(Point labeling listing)
● ● ●
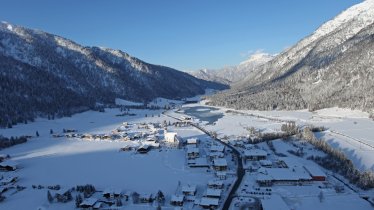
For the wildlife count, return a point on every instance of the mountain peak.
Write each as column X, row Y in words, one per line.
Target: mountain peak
column 258, row 57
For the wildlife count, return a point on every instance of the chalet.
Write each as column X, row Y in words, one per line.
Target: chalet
column 198, row 163
column 186, row 118
column 122, row 128
column 217, row 148
column 88, row 203
column 192, row 141
column 315, row 172
column 151, row 138
column 220, row 164
column 255, row 154
column 222, row 175
column 3, row 189
column 215, row 184
column 189, row 189
column 98, row 205
column 213, row 193
column 193, row 152
column 144, row 149
column 8, row 165
column 172, row 137
column 266, row 163
column 209, row 203
column 8, row 180
column 283, row 176
column 177, row 200
column 4, row 157
column 112, row 193
column 126, row 148
column 214, row 155
column 146, row 198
● ● ●
Challenge: Express the listing above as a two-column CSV with the header instruction,answer and one row for each instruction and its answer. Put each field in quotes, replace line breaks with spaces, and leave out the pictures.

Written solution:
instruction,answer
"For the wildlife count, return a point on every instance of the mountain peak. Write each as column X, row Y in words, one per line. Target: mountain peak","column 258, row 57"
"For the wildlife count, return a point on every instance of the chalet. Write each as column X, row Y in words, one per line. Target: chalet","column 198, row 163 column 186, row 118 column 122, row 128 column 217, row 148 column 88, row 203 column 192, row 141 column 315, row 172 column 151, row 138 column 220, row 164 column 255, row 154 column 222, row 175 column 3, row 189 column 215, row 184 column 189, row 189 column 98, row 205 column 213, row 193 column 193, row 152 column 144, row 149 column 8, row 165 column 172, row 137 column 266, row 163 column 209, row 203 column 8, row 180 column 283, row 176 column 177, row 200 column 4, row 157 column 112, row 193 column 126, row 148 column 214, row 155 column 146, row 198"